Text excerpt:

Second: The random plug for the game trading store was golden. This is the first review in a while that I actually had to re-watch because I laughed so hard that I missed specific points. I saw a post do this earlier, but I want to reiterate their comments in the hopes of emphasizing them even more: congratulations, even after so many videos, the quality remains fairly high. By internet standards, ZP has been around for a long, long time now and its definitely something to be proud of at this point.

Third: I feel a bit guilty now. While I've always been above e-mailing the man personally, taking in good faith that he reads comments/his own forum, I do feel a bit guilty for publicizing that he has the game and has played it. Australiangamer.com publicized this as well in one article and one podcast.

Instructions:
(1) Shift every coordinate in the answers by -109, then write out the stretch of records from the line containing "Point out the beaded" through the line containing "x=511, y=52", requests included.
(2) Resume the comment about the game review from where it stops.

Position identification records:
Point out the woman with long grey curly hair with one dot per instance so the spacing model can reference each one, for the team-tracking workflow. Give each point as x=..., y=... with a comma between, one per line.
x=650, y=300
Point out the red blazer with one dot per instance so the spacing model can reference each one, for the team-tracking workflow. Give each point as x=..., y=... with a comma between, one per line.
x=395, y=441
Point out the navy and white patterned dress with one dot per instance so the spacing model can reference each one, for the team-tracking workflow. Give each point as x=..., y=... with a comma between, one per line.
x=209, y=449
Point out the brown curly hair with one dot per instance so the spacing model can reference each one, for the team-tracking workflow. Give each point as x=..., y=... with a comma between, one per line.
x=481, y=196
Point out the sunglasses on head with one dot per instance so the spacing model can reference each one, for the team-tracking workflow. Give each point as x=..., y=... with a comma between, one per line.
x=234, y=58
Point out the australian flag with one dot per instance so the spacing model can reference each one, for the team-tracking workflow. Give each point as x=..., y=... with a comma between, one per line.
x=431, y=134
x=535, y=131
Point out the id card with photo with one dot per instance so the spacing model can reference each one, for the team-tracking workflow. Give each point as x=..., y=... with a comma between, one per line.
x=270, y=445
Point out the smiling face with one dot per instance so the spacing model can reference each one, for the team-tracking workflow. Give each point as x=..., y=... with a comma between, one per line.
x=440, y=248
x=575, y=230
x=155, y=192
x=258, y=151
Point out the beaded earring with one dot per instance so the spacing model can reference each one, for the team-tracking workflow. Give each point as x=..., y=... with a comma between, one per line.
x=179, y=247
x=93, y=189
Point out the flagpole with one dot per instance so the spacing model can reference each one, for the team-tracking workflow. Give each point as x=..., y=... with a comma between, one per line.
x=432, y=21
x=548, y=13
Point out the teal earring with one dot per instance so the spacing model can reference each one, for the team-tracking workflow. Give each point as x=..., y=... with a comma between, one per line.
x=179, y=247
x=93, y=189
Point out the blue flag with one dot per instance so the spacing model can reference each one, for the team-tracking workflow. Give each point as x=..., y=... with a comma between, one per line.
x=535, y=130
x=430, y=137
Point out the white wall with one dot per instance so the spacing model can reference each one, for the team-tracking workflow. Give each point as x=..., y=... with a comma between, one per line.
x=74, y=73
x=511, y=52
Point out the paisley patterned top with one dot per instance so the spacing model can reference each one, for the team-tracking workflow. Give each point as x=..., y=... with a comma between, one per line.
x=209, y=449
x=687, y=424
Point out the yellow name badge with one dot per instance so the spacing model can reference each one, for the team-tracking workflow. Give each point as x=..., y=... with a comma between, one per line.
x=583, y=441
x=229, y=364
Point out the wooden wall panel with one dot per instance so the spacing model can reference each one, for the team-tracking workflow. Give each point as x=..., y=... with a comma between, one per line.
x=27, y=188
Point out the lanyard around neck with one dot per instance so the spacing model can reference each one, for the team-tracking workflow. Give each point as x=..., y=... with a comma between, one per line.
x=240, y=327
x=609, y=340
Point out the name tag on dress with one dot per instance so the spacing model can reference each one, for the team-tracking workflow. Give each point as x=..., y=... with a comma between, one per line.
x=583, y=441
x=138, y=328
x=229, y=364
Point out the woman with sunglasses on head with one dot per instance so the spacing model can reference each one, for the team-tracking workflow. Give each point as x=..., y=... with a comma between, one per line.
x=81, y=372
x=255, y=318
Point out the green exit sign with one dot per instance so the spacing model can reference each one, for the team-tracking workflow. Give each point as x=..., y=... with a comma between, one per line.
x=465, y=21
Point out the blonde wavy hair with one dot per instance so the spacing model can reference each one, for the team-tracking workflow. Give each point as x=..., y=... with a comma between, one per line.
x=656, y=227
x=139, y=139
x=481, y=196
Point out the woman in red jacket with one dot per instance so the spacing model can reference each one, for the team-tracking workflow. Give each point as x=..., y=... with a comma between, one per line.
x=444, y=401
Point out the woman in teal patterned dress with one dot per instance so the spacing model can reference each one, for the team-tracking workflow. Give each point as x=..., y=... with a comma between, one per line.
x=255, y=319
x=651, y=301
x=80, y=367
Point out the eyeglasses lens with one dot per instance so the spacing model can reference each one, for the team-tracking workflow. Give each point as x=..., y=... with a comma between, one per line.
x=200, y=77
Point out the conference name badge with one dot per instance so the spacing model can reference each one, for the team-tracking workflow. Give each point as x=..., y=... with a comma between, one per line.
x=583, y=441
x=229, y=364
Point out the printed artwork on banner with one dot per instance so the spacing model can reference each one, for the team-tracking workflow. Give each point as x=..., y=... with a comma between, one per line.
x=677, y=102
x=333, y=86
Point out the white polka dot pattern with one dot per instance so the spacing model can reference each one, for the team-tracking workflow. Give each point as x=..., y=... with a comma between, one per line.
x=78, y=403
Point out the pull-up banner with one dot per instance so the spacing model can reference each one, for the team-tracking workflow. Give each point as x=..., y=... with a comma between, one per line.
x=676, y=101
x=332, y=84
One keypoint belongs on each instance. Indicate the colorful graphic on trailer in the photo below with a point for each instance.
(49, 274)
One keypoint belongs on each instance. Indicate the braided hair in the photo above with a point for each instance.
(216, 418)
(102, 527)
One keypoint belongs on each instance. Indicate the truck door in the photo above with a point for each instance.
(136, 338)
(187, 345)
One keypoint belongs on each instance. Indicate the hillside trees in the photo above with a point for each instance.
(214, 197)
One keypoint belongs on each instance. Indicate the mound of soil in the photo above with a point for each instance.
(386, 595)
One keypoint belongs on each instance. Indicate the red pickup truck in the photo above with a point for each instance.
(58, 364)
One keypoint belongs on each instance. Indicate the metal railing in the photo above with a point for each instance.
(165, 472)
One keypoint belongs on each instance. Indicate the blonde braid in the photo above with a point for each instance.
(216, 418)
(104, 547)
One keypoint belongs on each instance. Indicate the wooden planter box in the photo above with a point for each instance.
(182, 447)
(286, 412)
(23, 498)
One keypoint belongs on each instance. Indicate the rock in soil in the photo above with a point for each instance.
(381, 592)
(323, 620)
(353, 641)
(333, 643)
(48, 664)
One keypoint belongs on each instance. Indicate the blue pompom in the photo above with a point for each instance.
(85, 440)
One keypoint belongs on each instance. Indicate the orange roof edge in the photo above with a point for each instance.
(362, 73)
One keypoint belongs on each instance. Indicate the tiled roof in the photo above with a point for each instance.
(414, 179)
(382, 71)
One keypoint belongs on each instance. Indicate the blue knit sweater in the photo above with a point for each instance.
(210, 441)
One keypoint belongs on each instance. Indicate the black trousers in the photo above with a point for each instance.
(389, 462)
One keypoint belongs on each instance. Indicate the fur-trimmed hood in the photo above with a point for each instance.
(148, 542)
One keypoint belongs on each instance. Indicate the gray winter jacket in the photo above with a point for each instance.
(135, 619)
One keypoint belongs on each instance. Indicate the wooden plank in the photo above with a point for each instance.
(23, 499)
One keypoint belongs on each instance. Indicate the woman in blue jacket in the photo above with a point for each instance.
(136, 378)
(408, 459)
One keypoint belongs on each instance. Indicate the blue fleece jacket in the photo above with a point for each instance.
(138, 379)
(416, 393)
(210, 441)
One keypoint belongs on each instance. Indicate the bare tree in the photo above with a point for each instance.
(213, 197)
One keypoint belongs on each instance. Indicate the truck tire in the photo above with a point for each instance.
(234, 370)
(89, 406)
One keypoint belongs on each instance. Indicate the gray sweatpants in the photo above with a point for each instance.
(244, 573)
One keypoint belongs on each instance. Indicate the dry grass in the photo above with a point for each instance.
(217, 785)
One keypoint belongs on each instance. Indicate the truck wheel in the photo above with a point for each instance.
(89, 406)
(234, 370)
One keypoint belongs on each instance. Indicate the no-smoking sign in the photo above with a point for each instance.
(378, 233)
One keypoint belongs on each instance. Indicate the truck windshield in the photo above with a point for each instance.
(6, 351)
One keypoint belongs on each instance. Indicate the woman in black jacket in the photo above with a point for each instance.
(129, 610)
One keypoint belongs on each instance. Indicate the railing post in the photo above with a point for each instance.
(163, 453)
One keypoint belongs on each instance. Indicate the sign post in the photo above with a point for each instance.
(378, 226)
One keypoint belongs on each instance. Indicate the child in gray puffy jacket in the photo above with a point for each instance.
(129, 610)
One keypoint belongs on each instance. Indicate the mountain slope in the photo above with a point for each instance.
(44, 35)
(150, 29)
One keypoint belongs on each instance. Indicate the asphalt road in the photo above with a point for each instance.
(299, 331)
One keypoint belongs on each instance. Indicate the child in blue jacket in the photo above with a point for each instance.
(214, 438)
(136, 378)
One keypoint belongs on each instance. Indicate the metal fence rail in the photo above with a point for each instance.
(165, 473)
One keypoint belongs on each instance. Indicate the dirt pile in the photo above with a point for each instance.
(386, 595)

Outputs by task:
(1)
Point out the beaded earring with one dot per instance so the spacing model can reference each one, for the team-tracking workflow. Give each point as x=..., y=... with a comma between, one per line.
x=70, y=138
x=-16, y=80
Point out the flagpole with one dot per instance so the spacing model can reference each one, for the team-tracking workflow. Give each point as x=..., y=... with a comma between, one per line.
x=323, y=-88
x=439, y=-96
Point out the teal earring with one dot per instance so the spacing model can reference each one, for the team-tracking workflow. Give each point as x=..., y=... with a comma between, one per line.
x=70, y=138
x=-16, y=80
Point out the blue flag with one dot per instance so the spacing model can reference each one, for the team-tracking workflow. Give each point as x=..., y=... with a comma between, one per line.
x=426, y=21
x=321, y=28
Point out the white wall with one dot per instance so the spacing model can reference each one, for the team-tracking workflow. Give each point as x=..., y=... with a comma between, one per line.
x=-35, y=-36
x=402, y=-57

(2)
So it was probably more than the usual 1,000 e-mails saying, "Review this game!" It was also that many fans KNEW he had, KNEW he had played, and couldn't see why he wouldn't review it.

Fourth: I was not surprised. From what I've been reading, this game was not received well by non-fan boys. I strongly suspected, when I saw the first videos of game play, that Brawl was going to be to Melee what Melee was to the original--I posted that view exactly a while ago. Namely, they stripped more of the clarity out in favor of screen shaking, particle effects, super big levels with huge zoom-outs, and adding even more complexity to controls.

Overall, the "Melee effect" on the original put it further from the hands of casual gamers, and it seems that the Brawl effect will continue this tradition.

I happen to be the N64 versions biggest fan, and my friends and I (edit: I definitely DID NOT play that much on my own... oh no.) logged something like 10,000 total KOs over the last summer (before some dick-hole friends deleted my versus record). Countless hours -- usually at least three or four hour streaks at a time.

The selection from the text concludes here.